Stated goal:
Only the lines starting at the one that contains "det: tree trunk" and running to the end should be repeated, exactly as written.

++++++++++++++++++++

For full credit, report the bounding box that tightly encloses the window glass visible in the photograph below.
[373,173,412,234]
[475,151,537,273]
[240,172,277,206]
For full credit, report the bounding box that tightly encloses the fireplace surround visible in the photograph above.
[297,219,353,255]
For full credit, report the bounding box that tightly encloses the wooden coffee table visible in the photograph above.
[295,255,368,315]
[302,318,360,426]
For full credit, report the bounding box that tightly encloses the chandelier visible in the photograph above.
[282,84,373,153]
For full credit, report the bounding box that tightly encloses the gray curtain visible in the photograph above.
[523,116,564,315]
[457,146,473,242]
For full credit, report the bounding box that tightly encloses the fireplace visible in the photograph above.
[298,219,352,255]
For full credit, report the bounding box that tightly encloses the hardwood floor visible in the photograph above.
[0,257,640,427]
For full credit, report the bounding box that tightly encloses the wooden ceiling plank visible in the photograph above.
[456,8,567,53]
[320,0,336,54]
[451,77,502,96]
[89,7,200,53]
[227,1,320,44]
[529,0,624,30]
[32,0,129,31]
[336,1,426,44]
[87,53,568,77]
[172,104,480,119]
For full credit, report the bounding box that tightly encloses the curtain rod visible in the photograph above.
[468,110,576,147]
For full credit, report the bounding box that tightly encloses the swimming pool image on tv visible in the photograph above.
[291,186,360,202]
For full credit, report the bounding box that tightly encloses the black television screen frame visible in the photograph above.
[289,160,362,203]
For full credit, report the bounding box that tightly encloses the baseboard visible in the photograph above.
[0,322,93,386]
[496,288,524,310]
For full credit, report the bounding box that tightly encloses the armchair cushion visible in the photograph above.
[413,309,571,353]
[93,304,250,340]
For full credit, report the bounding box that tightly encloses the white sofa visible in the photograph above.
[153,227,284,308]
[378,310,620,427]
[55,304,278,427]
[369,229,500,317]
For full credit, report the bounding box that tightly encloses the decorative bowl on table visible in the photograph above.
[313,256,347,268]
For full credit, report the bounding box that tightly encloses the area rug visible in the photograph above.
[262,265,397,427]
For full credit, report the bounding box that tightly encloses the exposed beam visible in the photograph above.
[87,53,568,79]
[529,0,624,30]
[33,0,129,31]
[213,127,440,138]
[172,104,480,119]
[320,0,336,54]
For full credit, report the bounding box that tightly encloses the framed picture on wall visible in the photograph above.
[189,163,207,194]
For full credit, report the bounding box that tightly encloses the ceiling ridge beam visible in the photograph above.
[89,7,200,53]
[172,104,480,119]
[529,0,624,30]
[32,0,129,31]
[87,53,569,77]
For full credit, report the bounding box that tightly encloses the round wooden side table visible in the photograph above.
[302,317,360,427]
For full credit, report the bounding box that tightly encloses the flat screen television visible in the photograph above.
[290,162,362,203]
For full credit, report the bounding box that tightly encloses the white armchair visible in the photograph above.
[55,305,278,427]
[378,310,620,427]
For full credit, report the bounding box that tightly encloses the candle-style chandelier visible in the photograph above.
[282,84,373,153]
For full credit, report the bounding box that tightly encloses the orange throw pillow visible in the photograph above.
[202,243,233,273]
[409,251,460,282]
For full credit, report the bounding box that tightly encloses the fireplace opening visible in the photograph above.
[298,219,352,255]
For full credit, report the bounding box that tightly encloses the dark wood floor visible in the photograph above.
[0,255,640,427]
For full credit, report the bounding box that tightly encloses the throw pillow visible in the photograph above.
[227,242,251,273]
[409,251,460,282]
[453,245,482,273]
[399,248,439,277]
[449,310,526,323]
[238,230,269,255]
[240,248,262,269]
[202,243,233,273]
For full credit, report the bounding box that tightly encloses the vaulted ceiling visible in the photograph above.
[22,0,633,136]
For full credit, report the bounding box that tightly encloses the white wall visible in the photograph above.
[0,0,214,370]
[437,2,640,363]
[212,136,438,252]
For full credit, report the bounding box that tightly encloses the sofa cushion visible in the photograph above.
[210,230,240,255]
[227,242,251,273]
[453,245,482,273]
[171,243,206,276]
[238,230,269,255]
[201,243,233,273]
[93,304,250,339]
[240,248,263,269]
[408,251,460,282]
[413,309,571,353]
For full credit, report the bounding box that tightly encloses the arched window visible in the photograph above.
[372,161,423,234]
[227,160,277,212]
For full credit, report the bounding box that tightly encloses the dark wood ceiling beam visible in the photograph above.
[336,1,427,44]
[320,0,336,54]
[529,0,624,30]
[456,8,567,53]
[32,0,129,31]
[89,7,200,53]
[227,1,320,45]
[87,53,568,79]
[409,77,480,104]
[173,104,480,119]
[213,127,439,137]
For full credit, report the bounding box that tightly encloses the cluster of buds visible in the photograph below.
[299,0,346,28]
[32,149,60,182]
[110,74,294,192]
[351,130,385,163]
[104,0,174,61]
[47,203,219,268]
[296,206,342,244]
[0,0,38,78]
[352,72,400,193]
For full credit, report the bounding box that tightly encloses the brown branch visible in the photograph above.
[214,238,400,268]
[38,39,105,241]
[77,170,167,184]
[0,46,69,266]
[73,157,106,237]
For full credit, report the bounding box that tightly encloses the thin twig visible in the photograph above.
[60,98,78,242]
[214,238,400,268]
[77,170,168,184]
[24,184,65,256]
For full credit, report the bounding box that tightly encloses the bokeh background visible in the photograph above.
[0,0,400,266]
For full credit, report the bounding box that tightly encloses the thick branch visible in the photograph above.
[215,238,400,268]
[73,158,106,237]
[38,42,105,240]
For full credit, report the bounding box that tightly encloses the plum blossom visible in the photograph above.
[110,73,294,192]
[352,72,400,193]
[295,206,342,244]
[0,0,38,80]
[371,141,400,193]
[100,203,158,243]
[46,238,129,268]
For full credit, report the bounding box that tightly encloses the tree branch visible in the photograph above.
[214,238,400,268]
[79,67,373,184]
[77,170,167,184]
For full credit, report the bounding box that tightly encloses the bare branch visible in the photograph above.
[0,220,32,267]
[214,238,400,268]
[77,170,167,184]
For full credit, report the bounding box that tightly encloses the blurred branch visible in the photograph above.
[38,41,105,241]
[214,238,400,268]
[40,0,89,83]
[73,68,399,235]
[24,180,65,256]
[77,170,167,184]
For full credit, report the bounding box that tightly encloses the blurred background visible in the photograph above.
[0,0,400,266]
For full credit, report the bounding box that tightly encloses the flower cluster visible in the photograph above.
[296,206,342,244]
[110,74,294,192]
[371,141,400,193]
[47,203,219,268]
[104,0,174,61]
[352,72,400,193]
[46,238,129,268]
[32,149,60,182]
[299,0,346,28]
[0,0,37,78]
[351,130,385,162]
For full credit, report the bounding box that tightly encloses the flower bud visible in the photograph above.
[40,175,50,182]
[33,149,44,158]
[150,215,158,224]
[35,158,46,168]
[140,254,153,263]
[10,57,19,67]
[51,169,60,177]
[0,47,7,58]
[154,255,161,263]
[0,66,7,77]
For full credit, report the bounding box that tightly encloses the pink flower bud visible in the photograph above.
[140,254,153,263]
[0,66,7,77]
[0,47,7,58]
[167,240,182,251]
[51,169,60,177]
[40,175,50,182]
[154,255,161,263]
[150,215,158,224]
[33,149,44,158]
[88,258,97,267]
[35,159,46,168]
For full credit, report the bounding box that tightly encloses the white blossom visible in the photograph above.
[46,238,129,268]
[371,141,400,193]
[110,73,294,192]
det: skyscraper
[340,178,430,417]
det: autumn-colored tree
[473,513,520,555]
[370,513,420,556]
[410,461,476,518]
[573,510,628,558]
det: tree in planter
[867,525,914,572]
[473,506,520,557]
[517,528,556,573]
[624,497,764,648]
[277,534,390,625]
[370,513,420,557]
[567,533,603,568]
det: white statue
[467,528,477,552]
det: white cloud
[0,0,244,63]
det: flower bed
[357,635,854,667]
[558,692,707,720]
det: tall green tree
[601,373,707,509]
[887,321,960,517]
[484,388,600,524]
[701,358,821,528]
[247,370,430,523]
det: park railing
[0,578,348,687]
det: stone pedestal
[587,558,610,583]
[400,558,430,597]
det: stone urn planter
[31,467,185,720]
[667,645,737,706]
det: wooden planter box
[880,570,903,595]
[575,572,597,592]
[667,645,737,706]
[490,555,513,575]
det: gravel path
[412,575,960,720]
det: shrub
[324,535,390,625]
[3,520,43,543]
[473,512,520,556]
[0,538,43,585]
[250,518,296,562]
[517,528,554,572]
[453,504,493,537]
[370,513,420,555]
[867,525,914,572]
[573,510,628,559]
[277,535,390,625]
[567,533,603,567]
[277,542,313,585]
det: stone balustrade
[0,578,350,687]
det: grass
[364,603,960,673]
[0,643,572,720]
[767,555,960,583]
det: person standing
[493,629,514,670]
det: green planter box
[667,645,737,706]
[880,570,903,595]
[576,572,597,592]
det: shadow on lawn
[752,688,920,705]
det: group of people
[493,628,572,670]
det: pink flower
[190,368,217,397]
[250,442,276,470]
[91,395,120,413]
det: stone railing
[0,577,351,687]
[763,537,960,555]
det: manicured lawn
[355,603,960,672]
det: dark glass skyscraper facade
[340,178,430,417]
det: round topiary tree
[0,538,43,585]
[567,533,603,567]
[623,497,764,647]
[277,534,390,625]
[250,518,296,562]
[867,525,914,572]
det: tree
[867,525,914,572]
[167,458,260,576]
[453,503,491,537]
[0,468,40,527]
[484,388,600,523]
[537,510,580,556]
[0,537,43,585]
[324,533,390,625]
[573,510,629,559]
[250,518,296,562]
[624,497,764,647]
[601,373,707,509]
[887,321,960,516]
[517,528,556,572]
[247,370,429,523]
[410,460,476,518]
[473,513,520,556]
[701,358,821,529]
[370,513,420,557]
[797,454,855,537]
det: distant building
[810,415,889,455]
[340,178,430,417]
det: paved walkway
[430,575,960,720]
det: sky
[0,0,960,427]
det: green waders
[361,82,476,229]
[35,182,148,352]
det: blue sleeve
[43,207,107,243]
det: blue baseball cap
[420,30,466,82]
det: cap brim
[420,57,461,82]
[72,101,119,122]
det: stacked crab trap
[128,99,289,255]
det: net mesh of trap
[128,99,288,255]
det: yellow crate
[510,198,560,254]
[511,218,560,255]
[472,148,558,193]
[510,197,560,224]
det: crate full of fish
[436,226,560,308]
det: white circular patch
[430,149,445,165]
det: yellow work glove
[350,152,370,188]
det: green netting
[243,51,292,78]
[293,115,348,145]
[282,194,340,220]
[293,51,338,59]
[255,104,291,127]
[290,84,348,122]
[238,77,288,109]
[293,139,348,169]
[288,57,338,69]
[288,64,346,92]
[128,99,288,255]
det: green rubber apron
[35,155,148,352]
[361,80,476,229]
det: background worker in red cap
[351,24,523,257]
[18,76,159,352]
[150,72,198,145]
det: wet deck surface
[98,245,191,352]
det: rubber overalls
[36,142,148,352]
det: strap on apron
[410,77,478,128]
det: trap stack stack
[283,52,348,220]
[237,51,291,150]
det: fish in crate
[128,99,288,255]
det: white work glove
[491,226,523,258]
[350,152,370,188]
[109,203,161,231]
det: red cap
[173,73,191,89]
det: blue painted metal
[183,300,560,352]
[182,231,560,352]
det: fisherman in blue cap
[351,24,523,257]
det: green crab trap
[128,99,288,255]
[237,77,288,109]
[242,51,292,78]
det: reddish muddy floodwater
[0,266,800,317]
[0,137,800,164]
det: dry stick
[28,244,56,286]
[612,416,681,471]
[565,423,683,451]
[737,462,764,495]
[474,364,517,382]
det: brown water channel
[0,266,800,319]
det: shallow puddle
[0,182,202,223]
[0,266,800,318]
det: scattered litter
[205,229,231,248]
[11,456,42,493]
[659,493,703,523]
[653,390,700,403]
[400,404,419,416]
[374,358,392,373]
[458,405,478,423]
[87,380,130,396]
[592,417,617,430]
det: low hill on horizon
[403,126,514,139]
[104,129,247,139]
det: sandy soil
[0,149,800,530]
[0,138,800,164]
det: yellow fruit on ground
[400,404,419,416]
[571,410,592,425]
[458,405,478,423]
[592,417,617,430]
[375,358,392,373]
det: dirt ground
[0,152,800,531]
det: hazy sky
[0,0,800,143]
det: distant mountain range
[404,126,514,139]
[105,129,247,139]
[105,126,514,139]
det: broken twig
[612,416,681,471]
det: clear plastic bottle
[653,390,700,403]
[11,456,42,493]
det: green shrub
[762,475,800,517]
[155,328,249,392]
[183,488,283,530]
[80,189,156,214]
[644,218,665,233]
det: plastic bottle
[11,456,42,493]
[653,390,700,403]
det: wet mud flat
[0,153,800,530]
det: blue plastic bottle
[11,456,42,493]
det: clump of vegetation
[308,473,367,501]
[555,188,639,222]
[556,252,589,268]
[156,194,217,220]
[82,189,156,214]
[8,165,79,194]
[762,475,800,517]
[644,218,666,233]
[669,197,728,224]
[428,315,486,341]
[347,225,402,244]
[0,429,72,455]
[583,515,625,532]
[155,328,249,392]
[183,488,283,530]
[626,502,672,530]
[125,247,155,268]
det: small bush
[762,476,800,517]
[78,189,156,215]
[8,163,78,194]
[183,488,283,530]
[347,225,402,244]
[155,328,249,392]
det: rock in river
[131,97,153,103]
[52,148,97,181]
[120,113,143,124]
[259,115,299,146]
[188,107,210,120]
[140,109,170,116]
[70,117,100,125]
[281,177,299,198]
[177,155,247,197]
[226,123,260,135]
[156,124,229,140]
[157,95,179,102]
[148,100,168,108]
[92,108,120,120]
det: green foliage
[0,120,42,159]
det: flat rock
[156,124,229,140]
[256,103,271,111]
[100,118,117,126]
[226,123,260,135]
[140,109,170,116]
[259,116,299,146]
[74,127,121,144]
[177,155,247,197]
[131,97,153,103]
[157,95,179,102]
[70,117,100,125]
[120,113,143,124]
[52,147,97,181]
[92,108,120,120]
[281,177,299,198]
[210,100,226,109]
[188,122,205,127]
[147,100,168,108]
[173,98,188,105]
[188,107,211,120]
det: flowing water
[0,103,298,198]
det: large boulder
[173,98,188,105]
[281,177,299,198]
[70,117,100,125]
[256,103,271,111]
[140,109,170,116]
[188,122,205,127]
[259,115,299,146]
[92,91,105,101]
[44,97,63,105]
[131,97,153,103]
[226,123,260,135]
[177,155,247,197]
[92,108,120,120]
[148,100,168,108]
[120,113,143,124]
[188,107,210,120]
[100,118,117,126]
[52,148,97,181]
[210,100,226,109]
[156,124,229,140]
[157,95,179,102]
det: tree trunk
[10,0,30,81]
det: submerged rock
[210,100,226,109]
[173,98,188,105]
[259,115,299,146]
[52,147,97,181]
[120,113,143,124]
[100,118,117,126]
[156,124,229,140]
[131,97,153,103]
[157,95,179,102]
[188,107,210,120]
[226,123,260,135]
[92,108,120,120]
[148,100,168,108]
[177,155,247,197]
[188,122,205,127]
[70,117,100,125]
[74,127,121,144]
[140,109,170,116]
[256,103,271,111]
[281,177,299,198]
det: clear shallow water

++++++++++++++++++++

Written solution:
det: tree trunk
[10,0,30,81]
det: submerged rock
[210,100,226,109]
[173,98,188,105]
[259,115,299,146]
[52,147,97,181]
[120,113,143,124]
[100,118,117,126]
[156,124,229,140]
[131,97,153,103]
[157,95,179,102]
[188,107,210,120]
[226,123,260,135]
[92,108,120,120]
[148,100,168,108]
[177,155,247,197]
[188,122,205,127]
[70,117,100,125]
[74,127,121,144]
[140,109,170,116]
[256,103,271,111]
[281,177,299,198]
det: clear shallow water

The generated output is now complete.